Task material:
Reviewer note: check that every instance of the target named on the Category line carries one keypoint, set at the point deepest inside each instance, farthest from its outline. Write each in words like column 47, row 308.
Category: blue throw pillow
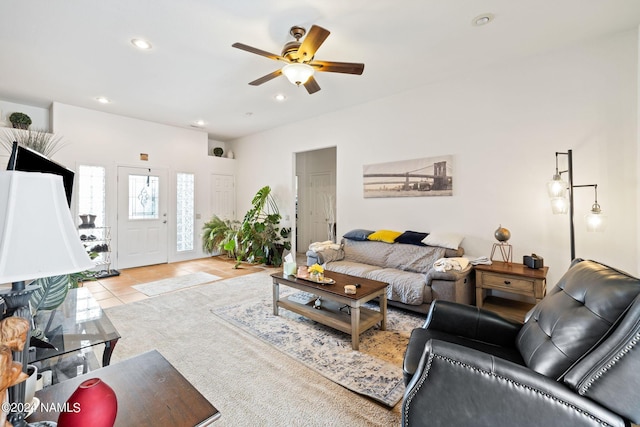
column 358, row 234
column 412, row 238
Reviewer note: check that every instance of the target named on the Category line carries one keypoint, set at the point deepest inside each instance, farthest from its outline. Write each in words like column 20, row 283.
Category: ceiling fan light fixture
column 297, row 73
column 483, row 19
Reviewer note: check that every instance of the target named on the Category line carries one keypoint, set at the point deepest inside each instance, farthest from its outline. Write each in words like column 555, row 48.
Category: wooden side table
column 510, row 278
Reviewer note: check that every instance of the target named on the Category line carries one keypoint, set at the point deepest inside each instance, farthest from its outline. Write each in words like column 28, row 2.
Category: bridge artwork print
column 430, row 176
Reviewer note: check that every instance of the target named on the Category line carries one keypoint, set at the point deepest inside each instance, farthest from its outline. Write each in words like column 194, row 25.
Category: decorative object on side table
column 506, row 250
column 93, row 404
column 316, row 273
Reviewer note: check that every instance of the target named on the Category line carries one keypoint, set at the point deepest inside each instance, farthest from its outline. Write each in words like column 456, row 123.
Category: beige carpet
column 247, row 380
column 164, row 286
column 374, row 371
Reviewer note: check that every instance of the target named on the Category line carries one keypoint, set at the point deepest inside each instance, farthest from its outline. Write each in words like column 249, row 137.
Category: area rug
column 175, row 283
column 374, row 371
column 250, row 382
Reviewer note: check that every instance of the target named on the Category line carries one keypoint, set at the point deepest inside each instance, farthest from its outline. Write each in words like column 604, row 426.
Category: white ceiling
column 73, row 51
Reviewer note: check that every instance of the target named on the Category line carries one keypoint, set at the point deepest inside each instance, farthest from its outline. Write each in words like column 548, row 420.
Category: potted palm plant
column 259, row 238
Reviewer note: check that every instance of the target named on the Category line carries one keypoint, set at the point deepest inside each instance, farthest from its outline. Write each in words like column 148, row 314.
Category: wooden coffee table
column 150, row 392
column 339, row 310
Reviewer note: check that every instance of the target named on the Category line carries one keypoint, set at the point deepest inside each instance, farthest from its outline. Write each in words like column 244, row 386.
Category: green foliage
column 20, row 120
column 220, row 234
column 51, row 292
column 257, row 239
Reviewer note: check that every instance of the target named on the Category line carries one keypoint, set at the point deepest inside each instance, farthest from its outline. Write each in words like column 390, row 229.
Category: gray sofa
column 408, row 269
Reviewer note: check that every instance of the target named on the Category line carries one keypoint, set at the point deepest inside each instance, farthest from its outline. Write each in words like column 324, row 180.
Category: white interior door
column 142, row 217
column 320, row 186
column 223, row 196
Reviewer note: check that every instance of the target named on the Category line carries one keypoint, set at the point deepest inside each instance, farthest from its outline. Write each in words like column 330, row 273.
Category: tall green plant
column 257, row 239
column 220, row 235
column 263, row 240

...

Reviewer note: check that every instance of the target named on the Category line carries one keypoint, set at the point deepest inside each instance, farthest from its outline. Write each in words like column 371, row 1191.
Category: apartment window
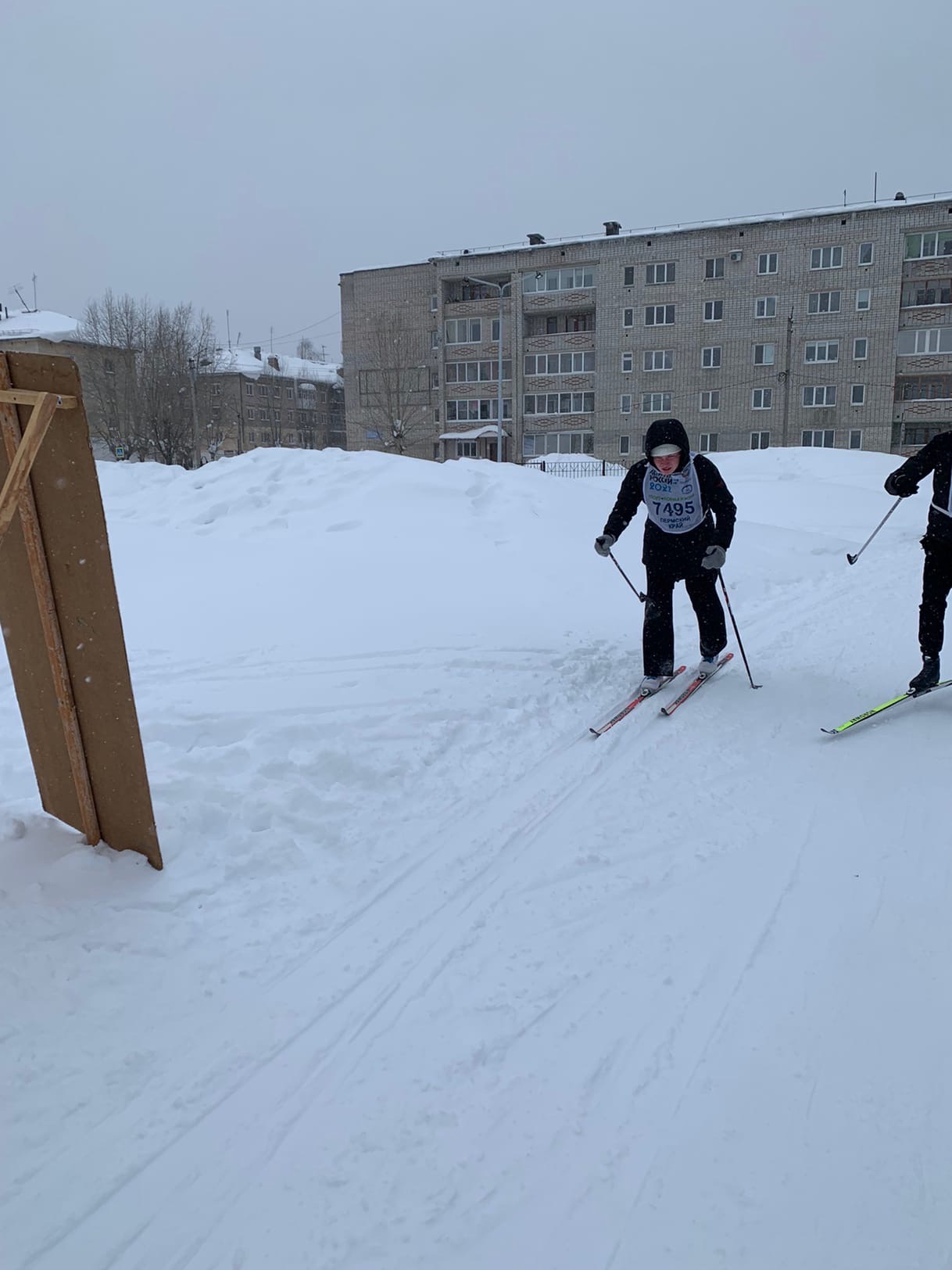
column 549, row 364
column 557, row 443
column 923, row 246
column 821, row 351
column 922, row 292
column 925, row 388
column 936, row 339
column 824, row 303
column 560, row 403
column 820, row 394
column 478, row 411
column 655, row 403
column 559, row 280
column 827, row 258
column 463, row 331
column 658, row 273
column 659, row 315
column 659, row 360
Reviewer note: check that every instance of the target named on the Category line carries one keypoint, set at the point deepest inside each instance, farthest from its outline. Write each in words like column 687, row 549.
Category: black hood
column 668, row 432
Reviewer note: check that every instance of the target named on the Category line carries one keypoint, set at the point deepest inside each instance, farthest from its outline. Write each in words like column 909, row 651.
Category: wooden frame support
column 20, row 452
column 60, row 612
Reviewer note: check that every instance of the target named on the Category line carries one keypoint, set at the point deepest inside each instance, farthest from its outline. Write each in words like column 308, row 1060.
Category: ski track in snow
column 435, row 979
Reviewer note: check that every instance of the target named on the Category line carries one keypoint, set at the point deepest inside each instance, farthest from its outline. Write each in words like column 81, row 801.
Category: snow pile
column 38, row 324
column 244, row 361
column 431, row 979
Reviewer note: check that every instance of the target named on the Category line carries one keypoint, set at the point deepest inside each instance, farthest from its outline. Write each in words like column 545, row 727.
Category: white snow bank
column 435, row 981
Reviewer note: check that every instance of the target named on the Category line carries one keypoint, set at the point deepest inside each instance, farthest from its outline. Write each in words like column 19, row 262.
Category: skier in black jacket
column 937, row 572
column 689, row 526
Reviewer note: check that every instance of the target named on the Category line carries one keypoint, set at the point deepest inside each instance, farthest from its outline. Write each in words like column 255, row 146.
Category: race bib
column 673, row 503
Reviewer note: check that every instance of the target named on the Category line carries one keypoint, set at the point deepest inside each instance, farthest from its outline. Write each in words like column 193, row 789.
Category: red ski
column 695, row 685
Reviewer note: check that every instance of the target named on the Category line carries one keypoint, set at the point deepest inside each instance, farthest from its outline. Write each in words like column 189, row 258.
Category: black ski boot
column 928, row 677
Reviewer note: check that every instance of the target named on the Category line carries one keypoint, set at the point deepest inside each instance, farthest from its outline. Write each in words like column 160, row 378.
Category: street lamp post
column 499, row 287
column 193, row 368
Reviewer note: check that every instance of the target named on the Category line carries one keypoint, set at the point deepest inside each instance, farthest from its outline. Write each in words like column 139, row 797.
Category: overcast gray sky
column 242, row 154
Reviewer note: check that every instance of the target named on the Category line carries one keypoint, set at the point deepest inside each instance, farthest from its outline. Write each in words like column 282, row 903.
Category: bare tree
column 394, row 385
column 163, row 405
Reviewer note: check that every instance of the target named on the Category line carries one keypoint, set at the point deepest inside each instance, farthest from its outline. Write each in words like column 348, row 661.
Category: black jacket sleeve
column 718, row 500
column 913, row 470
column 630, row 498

Task goal: Reproduce verbatim the part of the listing that starts with the line containing "47, row 308." and runs through the line containing "column 483, row 19", including both of those lines. Leave the picture out of your answer.

Expected answer:
Reviewer note: check that every instance of the target named on the Category line carries one keypoint, set at the point deepest inside each instance, farthest from its outline. Write each in words like column 47, row 308.
Category: blue throw pillow
column 358, row 234
column 412, row 238
Reviewer note: check that every instance of the target named on the Category line carries one keypoint, set at the point deepest inside each instance, farthest from its outline. Write each in words like column 20, row 283.
Category: ceiling fan light fixture
column 297, row 73
column 483, row 19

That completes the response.